→ **PROBLEM REQUIREMENTS**:
Take the material below and write it all out again exactly.

--- begin TASK INPUTS ---

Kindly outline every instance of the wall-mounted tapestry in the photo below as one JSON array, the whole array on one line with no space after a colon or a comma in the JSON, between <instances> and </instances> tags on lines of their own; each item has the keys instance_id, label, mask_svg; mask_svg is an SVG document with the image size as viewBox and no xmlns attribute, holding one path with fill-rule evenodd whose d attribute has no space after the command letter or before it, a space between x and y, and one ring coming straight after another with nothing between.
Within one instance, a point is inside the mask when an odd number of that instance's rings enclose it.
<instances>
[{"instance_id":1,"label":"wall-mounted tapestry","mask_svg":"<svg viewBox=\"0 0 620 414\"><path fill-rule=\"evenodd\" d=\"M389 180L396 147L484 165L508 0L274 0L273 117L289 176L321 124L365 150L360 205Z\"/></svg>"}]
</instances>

--- end TASK INPUTS ---

→ **EXERCISE ANSWER**:
Kindly outline every instance of the wall-mounted tapestry in the photo below as one JSON array, the whole array on one line with no space after a colon or a comma in the JSON, between <instances> and </instances> tags on lines of their own; each item has the keys instance_id, label, mask_svg; mask_svg is an SVG document with the image size as viewBox and no xmlns attribute, holding one path with fill-rule evenodd whose d attribute has no space after the command letter or before it, a space between x and y, and one ring coming straight after another with nothing between.
Within one instance, a point is inside the mask when an odd number of that instance's rings enclose it.
<instances>
[{"instance_id":1,"label":"wall-mounted tapestry","mask_svg":"<svg viewBox=\"0 0 620 414\"><path fill-rule=\"evenodd\" d=\"M389 180L396 147L484 165L508 0L274 0L273 117L289 176L321 124L365 150L360 205Z\"/></svg>"}]
</instances>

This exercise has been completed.